* [Stated goal]
What is needed is the run of lines from the one with "Target: red tile roof" through the close of the data, set down exactly.

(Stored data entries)
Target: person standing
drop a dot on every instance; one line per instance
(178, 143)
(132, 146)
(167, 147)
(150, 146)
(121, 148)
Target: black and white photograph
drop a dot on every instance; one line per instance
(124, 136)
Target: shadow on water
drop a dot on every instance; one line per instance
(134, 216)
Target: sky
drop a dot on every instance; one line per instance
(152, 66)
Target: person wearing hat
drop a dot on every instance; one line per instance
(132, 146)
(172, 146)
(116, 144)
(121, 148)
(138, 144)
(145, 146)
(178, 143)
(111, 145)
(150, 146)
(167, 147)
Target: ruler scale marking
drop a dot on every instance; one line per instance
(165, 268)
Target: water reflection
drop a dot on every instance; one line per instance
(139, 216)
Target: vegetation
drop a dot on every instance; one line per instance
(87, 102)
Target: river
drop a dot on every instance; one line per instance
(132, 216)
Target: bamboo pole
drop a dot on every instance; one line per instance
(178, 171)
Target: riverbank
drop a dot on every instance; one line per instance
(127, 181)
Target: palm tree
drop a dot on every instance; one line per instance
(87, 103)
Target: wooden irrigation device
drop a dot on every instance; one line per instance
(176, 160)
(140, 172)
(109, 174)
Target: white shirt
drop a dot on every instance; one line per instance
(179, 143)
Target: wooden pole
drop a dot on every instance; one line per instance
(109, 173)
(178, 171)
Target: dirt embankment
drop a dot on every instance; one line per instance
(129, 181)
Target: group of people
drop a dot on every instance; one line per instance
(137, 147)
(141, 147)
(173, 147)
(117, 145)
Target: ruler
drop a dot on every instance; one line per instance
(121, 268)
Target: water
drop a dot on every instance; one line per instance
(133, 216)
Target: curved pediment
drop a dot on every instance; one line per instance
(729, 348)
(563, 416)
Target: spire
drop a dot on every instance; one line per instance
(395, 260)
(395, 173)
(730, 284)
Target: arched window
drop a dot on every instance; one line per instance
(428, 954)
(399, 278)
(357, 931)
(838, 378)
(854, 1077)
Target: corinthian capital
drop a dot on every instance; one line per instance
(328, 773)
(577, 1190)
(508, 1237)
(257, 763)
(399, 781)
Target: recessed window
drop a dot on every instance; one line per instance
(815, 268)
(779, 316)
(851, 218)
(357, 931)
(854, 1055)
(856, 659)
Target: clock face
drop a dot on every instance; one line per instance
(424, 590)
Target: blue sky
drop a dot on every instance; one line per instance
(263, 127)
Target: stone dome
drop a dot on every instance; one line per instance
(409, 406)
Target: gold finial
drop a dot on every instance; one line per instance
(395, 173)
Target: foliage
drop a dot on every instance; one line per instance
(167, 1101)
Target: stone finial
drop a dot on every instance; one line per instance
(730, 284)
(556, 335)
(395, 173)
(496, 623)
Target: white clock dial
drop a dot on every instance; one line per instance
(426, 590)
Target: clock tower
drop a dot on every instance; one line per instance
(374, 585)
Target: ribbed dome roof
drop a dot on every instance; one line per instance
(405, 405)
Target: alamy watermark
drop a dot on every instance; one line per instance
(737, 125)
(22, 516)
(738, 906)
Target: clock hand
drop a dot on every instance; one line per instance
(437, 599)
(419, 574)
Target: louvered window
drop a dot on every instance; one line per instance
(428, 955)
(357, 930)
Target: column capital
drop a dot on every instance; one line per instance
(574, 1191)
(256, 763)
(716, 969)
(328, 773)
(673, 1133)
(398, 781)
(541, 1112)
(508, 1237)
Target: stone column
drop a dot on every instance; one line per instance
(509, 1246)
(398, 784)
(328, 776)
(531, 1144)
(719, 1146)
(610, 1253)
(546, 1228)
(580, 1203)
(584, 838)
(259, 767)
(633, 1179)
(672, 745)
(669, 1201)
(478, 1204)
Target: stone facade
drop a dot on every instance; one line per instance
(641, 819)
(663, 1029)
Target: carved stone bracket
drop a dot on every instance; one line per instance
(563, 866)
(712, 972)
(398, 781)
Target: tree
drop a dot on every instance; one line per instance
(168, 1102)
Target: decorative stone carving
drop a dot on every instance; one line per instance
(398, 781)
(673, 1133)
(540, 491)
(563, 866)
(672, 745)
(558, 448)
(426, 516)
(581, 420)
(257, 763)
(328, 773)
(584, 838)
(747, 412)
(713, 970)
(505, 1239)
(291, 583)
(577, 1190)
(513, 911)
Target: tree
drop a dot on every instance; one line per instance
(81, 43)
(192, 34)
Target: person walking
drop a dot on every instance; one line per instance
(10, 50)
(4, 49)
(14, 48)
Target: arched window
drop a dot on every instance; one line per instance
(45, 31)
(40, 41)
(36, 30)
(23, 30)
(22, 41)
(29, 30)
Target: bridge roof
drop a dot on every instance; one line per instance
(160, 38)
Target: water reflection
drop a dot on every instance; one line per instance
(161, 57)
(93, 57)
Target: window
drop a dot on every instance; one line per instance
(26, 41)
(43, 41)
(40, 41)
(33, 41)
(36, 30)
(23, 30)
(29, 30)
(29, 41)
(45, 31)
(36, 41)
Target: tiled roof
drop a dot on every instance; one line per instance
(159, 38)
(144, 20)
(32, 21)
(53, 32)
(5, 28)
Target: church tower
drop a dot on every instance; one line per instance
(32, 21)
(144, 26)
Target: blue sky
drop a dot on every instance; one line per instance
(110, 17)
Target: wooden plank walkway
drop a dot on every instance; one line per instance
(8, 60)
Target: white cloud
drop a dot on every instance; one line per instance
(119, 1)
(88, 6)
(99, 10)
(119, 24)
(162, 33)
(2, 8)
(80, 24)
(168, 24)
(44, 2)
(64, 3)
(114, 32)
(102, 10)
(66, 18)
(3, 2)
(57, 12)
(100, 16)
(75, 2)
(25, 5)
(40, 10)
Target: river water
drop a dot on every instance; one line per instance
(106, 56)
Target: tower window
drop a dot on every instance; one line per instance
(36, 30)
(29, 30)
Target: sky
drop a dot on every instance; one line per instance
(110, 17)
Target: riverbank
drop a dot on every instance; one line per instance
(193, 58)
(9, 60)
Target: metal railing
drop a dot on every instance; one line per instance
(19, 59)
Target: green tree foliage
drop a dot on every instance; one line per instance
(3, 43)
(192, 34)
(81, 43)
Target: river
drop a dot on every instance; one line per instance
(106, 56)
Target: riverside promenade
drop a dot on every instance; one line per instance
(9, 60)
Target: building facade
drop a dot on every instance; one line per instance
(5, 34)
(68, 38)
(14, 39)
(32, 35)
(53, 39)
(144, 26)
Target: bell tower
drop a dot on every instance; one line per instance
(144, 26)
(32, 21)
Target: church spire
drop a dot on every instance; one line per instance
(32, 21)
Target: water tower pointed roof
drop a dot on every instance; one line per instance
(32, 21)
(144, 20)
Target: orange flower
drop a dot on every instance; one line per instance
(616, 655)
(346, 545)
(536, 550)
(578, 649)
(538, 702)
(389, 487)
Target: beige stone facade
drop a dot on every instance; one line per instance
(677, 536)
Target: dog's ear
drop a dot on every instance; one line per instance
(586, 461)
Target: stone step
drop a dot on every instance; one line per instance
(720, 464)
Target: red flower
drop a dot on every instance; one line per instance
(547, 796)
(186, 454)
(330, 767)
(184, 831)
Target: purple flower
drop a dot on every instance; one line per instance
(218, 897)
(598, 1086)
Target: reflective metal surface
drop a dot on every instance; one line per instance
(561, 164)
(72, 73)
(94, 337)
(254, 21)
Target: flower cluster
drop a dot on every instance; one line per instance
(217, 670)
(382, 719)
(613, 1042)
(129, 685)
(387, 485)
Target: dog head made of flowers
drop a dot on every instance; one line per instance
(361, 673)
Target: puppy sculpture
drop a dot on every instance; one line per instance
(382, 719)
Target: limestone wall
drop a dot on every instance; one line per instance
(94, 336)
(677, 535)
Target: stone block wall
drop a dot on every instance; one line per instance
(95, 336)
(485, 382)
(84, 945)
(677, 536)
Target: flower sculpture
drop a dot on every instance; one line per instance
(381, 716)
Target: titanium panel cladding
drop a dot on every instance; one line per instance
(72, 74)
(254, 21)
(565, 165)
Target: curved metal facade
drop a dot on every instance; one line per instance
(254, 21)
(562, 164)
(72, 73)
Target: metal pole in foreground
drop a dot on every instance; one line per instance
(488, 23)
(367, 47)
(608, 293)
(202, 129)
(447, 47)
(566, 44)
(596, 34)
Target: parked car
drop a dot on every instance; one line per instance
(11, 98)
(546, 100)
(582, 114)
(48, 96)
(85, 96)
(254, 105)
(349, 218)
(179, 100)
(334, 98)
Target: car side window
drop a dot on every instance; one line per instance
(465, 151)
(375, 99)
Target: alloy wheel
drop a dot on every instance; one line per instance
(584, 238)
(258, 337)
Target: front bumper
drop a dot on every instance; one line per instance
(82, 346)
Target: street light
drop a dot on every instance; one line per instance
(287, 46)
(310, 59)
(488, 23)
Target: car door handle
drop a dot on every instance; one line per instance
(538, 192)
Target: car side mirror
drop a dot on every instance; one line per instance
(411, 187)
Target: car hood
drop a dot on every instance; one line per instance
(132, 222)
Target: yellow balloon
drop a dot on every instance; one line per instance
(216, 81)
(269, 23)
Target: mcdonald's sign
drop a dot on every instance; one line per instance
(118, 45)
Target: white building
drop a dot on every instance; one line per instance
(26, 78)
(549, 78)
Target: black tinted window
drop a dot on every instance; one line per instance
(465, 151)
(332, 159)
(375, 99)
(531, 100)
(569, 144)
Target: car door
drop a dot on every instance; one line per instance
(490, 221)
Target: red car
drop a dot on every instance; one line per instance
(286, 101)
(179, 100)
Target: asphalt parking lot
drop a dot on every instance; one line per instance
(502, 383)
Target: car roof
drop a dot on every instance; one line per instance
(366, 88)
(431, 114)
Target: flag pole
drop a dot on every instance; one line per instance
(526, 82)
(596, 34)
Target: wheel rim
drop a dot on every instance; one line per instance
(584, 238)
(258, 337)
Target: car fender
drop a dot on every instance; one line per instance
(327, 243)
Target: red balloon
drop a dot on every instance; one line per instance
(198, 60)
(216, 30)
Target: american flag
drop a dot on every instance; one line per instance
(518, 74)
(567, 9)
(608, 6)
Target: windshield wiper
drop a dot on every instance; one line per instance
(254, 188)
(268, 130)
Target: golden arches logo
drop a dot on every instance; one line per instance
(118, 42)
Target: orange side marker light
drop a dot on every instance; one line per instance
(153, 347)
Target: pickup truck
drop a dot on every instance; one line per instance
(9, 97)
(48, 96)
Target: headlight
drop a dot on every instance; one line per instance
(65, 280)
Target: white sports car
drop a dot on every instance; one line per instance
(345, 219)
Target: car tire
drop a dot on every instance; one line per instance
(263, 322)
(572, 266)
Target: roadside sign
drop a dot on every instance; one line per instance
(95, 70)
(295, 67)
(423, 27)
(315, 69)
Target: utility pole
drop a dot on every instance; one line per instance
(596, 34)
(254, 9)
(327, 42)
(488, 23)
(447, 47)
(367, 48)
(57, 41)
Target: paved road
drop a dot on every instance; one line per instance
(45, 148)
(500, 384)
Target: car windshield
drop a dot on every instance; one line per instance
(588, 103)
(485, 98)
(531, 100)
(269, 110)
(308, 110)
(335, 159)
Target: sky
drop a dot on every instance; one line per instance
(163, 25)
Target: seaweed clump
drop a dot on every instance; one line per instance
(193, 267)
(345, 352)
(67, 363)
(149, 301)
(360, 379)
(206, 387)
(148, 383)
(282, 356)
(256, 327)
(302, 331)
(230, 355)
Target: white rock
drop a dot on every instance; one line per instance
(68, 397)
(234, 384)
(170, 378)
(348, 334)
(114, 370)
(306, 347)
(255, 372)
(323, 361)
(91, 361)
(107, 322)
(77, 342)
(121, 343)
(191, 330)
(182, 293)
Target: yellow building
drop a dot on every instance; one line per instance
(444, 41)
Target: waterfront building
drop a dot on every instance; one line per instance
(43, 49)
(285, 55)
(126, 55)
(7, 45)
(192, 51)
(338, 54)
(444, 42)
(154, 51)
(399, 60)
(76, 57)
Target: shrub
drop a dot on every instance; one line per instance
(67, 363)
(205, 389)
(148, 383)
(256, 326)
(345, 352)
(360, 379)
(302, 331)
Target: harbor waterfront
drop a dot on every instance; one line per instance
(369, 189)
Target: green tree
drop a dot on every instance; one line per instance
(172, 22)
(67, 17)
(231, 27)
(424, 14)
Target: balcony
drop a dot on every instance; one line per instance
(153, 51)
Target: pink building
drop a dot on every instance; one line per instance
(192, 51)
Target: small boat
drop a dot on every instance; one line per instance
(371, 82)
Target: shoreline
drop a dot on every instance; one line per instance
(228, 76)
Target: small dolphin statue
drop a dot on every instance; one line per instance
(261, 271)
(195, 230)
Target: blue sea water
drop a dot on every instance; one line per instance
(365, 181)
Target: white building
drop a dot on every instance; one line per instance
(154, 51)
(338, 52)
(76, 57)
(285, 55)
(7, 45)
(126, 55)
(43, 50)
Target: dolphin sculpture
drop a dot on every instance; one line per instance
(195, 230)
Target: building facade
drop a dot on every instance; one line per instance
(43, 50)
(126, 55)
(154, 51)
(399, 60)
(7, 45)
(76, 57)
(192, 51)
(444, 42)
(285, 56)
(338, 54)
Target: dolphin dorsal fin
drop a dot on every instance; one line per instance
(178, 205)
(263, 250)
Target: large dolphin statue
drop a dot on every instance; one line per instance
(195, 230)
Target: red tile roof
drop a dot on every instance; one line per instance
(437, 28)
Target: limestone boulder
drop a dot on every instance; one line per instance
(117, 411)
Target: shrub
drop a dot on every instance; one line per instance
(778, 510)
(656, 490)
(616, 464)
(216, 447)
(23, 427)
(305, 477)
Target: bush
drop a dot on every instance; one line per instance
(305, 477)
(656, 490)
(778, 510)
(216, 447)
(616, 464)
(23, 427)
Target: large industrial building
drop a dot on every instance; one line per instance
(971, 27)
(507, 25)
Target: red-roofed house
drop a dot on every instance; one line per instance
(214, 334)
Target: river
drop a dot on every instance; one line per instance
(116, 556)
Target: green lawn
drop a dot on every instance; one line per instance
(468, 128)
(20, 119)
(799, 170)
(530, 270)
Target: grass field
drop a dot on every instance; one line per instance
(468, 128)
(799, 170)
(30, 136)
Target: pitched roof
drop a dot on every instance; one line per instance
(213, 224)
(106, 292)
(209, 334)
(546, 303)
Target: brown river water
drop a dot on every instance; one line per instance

* [The answer]
Target: red tile roof
drop a dot on every instance; one line per instance
(437, 28)
Target: limestone boulder
drop a dot on every instance; one line per instance
(117, 411)
Target: shrub
drop a dot on every instance; one line per instance
(778, 510)
(656, 490)
(616, 464)
(216, 447)
(23, 427)
(305, 477)
Target: bush
drop a dot on every instance; one line per instance
(305, 477)
(656, 490)
(778, 510)
(216, 447)
(616, 464)
(23, 427)
Target: large industrial building
drop a dot on every instance; one line per instance
(971, 27)
(507, 25)
Target: red-roofed house
drop a dot on every instance; one line per instance
(214, 334)
Target: river
drop a dot on every instance; one line per instance
(116, 556)
Target: green lawn
drop a dot on every instance; one line per instance
(468, 128)
(20, 119)
(799, 170)
(530, 270)
Target: grass field
drop a dot on every instance; one line per instance
(468, 128)
(799, 170)
(30, 136)
Target: pitched roof
drop a dot on every instance; one line per instance
(213, 224)
(106, 292)
(209, 334)
(546, 303)
Target: brown river water
drop a dot on every instance; one line per instance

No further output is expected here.